*Your instructions:*
Copy out all of the data below word for word, with nothing added, dropped, or changed.

*Supplied records:*
● ● ● ● ● ● ●
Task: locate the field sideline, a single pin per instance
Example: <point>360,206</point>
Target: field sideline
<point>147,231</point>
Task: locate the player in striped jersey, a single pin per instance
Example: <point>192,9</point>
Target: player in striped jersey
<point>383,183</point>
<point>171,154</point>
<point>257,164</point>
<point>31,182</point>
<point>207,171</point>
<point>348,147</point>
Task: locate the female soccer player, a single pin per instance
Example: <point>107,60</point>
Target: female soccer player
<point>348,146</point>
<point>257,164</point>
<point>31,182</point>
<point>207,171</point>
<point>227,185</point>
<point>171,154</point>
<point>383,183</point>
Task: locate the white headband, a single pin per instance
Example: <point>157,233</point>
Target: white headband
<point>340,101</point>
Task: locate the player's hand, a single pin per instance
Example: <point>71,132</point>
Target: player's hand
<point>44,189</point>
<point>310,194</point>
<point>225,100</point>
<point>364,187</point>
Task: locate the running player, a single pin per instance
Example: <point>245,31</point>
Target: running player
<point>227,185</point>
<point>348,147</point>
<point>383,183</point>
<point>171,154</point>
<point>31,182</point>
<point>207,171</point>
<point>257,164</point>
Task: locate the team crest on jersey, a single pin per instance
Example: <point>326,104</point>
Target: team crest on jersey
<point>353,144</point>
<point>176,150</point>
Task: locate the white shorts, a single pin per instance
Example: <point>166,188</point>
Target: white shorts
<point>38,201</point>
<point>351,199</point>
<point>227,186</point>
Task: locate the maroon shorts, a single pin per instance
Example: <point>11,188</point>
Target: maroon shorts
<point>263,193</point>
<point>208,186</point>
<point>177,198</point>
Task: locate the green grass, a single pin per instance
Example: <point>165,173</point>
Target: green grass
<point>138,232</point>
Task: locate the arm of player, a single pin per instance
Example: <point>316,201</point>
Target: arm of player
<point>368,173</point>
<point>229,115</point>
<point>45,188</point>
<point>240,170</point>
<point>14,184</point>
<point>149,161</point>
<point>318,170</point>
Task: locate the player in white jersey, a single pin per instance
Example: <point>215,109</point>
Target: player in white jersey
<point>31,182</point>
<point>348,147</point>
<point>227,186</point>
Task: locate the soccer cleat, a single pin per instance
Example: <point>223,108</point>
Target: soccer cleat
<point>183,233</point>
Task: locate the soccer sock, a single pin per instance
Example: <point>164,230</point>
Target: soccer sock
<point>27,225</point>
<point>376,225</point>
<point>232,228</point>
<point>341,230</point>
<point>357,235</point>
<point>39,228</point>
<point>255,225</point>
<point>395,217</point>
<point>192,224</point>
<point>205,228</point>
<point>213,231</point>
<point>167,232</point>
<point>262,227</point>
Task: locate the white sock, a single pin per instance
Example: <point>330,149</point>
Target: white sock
● ● ● ● ● ● ●
*Final result:*
Task: locate the field sideline, a single pin per instance
Example: <point>360,206</point>
Target: field sideline
<point>147,231</point>
Task: locate the player in striped jersey, a single pin per instance
Example: <point>192,9</point>
Target: player in striped jersey
<point>383,183</point>
<point>171,154</point>
<point>257,164</point>
<point>31,182</point>
<point>207,171</point>
<point>348,147</point>
Task: locate the female soccer player, a single pin per instance
Example: <point>107,60</point>
Target: female soccer player
<point>348,146</point>
<point>257,164</point>
<point>31,182</point>
<point>207,171</point>
<point>227,185</point>
<point>171,154</point>
<point>383,183</point>
Task: locate the white headband, a single pin per instance
Example: <point>157,233</point>
Target: white headband
<point>340,101</point>
Task: locate the player's hand, a single pin per instance
Example: <point>71,132</point>
Target: player's hand
<point>44,189</point>
<point>310,194</point>
<point>225,100</point>
<point>364,187</point>
Task: locate the running player, a single pin per instance
Example: <point>245,31</point>
Target: running player
<point>227,185</point>
<point>348,147</point>
<point>383,183</point>
<point>171,154</point>
<point>31,182</point>
<point>207,171</point>
<point>257,164</point>
Task: locate the team crest on jersey, a single pin per instance
Example: <point>326,104</point>
Target: team crest on jersey
<point>353,144</point>
<point>176,150</point>
Task: locate the white shorts, a single pin per instance
Example: <point>166,188</point>
Target: white shorts
<point>38,201</point>
<point>351,199</point>
<point>227,186</point>
Task: locate the maroon shorts, a single pin per instance
Example: <point>11,188</point>
Target: maroon shorts
<point>263,193</point>
<point>208,186</point>
<point>177,198</point>
Task: locate the green grass, a single pin per instance
Example: <point>165,173</point>
Target: green grass
<point>138,232</point>
Task: locate the arm of player, a single pin per instance
Example: <point>316,201</point>
Target: arm of player
<point>368,173</point>
<point>229,115</point>
<point>45,188</point>
<point>240,170</point>
<point>14,184</point>
<point>149,161</point>
<point>318,170</point>
Task: locate the player in white jersey, a single pin per instance
Example: <point>215,109</point>
Target: player in white jersey
<point>31,182</point>
<point>348,147</point>
<point>227,186</point>
Task: locate the soccer cleat, a single pin per instance
Example: <point>223,108</point>
Target: soccer cleat
<point>183,233</point>
Task: locate the soccer sock, a single pin per instance
Example: <point>164,230</point>
Target: soccer sock
<point>27,225</point>
<point>376,225</point>
<point>232,228</point>
<point>341,230</point>
<point>357,235</point>
<point>39,228</point>
<point>255,225</point>
<point>395,217</point>
<point>192,224</point>
<point>205,228</point>
<point>213,231</point>
<point>167,232</point>
<point>262,227</point>
Task: locate the white sock, a single pin per instance
Example: <point>330,149</point>
Target: white sock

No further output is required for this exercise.